───── EXTRACTED TEXT

Outside the nurse’s station, Sen. Sam Blakeslee heard a loud banging sound. He investigated, along with several Atascadero State Hospital employees, and found a man repeatedly punching the wall, his face blank, and his knuckles bruised.

 

Employees had calmed the man; then an alarm sounded, sending everyone scrambling to a secluded room where another agitated man was screaming and throwing urine toward employees who were attempting to corral the outraged patient.

In ASH, as in all forensic state-run mental hospitals throughout California, employees have to go in first—essentially to offer themselves as bait to provoke an attack before the onsite police step in.

These are the types of situations Blakeslee hopes to mitigate.

The San Luis Obispo-based Senator thinks 2011 may be the year of successful reform at the hospital. He plans to roll out a four-pronged legislative package to quell violence that has peaked in recent years.

Blakeslee, speaking with reporters after job-shadowing at the facility on Feb. 4, said he’ll reintroduce legislation that would make it a felony for patients to throw bodily fluids at hospital employees, referred to as gassing. Currently, such attacks are a misdemeanor in state hospitals, but considered a felony in the state prison system. At ASH, gassing is often unprosecuted, because a successful misdemeanor prosecution would simply move a patient into the county system rather than state prisons. The senator introduced a similar bill last year, but it died in committee.

──────────

• WORK ORDER A
In the article on violence at Atascadero State Hospital, on what date did Blakeslee job-shadow at the facility?
• WORK ORDER B
Render this sentence from the article on violence at Atascadero State Hospital into Spanish: "These are the types of situations Blakeslee hopes to mitigate."
• WORK ORDER C
Continue the article on violence at Atascadero State Hospital, picking up after its final sentence.

───── LISTED ENTRIES

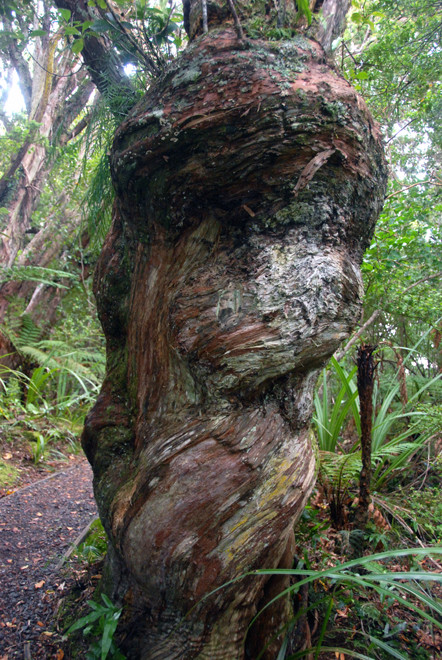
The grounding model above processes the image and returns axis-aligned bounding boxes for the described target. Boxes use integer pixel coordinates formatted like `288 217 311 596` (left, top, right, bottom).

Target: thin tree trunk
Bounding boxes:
356 345 376 528
0 7 94 366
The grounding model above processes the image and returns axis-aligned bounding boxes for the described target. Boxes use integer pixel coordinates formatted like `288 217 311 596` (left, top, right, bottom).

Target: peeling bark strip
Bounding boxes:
357 344 376 525
83 12 386 660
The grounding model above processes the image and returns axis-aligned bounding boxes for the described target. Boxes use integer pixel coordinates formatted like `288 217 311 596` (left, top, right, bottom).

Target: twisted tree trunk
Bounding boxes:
83 0 386 660
0 3 94 360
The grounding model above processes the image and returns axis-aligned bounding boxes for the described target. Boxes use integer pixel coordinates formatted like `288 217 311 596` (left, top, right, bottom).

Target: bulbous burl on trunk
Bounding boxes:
83 6 386 660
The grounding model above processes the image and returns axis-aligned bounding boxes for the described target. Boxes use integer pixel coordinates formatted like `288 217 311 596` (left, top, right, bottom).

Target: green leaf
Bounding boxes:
64 25 80 36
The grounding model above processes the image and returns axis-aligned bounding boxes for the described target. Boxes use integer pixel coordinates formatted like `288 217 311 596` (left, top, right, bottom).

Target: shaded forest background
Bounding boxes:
0 0 442 658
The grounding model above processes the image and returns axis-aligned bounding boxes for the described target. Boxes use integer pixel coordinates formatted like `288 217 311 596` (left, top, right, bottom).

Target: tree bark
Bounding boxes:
0 5 94 366
83 2 386 660
355 344 376 528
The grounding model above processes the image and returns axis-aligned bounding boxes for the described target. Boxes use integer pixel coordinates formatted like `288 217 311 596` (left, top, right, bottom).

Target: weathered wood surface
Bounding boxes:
83 28 386 660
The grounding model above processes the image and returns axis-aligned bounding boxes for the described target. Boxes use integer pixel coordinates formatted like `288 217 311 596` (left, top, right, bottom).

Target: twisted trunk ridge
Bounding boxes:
83 26 386 660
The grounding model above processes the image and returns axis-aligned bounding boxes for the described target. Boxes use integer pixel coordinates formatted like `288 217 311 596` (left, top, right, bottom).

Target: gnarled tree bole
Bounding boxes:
83 15 386 660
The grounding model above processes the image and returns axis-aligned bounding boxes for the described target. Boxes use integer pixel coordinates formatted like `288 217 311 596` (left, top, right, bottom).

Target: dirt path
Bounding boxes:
0 460 97 660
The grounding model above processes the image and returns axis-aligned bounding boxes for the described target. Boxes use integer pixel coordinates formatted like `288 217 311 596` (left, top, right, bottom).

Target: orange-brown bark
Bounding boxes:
84 15 385 660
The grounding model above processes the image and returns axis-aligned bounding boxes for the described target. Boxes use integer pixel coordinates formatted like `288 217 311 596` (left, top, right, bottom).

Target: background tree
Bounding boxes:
0 2 94 355
48 1 385 658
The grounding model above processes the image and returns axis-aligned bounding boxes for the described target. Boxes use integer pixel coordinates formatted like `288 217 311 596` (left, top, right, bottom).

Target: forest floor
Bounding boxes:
0 458 97 660
0 432 442 660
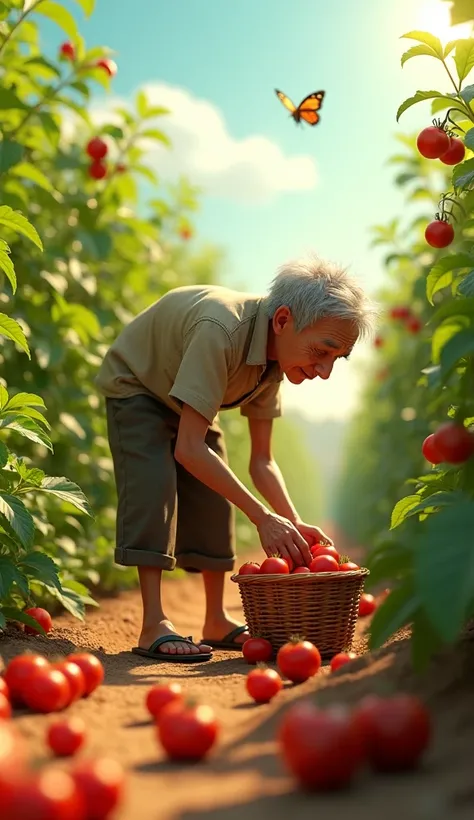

──────────

• TASK ANSWER A
Feb. 4

• TASK ANSWER B
Estos son los tipos de situaciones que Blakeslee espera mitigar.

• TASK ANSWER C
He also plans to author or co-author bills that would give employees more leeway to medicate violent patients, make it easier to send difficult patients back to prisons, and create a high-security wing for ASH patients known to be dangerous.

The California Department of Mental Health is in turmoil after Napa State Hospital employee Donna Gross was murdered, allegedly by a patient. After that hospital’s employees called for safer conditions, Stephen Mayberg stepped down as director of the department.

State hospitals are also nearing the completion of a U.S. Department of Justice mandate in which subcontracted consultants implemented measures restricting the employees’ ability to restrain or medicate dangerous patients. Nirbhay Singh, one of the team’s leaders, recently resigned amid criticism, telling the LA Times, “Basically, my job is done.” Singh could not be reached for comment when contacted by New Times.